▶ [Exercise]:
Extract every line of the entries that contains the word "border", matching its case exactly.

* START Material for the task *

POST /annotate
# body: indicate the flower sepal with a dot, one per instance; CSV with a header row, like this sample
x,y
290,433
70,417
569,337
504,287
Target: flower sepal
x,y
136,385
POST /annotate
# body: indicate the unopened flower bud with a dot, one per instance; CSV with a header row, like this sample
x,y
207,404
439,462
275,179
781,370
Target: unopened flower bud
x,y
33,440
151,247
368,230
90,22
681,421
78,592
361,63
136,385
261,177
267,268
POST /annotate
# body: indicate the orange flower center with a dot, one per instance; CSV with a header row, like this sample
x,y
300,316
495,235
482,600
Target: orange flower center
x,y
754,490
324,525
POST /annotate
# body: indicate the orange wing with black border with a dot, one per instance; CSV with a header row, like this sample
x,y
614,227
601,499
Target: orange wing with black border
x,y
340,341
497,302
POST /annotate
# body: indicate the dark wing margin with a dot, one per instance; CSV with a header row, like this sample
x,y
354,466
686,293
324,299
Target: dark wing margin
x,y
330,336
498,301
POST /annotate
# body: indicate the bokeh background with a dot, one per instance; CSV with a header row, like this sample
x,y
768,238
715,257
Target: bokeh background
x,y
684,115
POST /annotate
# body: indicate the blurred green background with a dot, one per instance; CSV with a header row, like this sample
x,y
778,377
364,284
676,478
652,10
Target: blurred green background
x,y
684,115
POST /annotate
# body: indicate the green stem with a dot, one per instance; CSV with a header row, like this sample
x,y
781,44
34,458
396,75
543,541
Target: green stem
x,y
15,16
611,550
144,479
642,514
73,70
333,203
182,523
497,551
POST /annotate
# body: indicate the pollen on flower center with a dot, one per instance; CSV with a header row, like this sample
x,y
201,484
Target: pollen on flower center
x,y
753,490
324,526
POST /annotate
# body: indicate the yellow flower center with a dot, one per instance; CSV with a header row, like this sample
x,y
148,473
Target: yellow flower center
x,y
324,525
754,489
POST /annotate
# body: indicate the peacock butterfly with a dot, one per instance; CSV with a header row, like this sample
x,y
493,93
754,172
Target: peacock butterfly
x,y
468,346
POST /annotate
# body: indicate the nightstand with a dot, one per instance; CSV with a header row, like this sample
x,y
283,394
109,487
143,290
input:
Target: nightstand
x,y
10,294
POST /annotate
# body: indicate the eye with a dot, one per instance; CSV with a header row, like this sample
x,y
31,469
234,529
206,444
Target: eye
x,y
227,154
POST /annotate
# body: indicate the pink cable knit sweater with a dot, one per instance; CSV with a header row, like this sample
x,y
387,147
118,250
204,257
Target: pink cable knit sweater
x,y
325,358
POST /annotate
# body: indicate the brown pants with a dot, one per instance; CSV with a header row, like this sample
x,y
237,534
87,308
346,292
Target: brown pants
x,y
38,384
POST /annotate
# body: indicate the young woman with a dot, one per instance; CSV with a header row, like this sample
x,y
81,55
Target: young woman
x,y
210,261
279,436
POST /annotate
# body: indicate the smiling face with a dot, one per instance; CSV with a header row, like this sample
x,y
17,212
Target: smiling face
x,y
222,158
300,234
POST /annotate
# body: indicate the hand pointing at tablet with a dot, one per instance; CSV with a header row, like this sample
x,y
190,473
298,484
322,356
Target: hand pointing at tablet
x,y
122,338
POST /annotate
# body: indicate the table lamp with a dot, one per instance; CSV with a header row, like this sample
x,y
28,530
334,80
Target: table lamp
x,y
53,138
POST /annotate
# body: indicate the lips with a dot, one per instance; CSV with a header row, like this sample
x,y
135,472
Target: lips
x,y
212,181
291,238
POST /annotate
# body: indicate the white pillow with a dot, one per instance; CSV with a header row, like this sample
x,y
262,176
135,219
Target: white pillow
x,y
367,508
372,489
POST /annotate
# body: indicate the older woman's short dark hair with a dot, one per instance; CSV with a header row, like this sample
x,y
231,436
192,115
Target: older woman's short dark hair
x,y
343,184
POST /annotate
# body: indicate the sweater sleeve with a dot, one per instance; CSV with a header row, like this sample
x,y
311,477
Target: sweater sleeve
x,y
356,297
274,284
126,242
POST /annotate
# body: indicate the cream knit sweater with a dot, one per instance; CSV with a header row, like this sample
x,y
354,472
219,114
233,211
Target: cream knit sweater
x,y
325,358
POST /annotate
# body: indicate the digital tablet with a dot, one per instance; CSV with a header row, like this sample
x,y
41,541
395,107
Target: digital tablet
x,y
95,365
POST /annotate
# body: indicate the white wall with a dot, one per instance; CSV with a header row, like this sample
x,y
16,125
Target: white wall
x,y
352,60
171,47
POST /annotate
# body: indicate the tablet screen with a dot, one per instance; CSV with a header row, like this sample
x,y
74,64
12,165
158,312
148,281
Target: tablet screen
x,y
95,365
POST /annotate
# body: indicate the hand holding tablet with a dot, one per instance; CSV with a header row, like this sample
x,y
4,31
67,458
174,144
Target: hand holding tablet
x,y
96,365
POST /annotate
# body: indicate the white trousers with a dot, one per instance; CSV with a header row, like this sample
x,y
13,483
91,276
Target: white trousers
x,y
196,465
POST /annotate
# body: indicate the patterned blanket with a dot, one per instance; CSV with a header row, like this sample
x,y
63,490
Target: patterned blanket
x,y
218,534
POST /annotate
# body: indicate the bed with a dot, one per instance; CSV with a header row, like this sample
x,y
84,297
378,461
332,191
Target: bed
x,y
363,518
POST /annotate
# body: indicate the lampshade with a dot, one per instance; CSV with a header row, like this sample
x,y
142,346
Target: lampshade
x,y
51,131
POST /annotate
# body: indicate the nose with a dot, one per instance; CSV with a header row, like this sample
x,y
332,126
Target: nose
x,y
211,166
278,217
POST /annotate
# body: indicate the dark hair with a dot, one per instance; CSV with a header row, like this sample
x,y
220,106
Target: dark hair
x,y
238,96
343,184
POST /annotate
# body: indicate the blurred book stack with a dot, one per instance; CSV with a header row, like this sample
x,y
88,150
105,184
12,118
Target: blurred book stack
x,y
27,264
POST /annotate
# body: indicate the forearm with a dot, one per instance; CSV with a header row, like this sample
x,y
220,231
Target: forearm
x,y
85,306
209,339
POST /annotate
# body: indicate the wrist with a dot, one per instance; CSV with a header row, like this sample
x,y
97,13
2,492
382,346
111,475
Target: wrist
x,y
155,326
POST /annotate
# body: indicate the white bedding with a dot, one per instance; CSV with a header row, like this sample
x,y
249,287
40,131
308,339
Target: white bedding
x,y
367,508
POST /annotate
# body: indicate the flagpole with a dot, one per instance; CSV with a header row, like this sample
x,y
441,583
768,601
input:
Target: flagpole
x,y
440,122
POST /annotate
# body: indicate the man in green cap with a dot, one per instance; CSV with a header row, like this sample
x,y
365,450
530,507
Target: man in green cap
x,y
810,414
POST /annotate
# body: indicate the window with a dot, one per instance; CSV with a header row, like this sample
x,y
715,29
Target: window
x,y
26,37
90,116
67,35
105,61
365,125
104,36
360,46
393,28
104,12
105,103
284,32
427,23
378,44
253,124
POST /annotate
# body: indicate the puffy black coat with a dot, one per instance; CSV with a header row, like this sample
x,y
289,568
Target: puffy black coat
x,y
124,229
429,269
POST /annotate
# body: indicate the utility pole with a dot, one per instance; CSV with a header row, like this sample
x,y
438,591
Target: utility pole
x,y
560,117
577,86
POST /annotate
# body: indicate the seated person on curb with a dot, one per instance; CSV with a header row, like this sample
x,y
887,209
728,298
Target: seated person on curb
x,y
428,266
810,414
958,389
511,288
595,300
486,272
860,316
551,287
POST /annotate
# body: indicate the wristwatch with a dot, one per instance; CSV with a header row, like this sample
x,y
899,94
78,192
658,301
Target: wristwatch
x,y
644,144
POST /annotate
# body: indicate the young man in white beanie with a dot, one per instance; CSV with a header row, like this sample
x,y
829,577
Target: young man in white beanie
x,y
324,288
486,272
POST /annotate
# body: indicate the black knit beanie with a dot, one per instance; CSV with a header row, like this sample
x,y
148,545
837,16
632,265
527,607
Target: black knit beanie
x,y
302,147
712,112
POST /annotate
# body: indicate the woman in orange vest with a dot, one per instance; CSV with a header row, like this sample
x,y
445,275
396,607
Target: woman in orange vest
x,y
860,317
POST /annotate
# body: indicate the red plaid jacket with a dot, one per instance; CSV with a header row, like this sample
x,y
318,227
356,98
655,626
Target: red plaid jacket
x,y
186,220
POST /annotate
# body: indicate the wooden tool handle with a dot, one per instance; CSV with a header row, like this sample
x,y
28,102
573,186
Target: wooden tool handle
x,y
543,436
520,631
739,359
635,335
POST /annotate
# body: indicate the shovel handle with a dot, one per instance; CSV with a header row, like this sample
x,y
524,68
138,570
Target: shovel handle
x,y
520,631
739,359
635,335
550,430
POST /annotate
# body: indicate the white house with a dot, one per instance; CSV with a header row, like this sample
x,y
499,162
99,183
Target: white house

* END Material for the task *

▶ [Solution to the exercise]:
# body: indicate the orange wing with black border with a dot, one per instance; CSV with a header row, like this sample
Target: orange wing with black border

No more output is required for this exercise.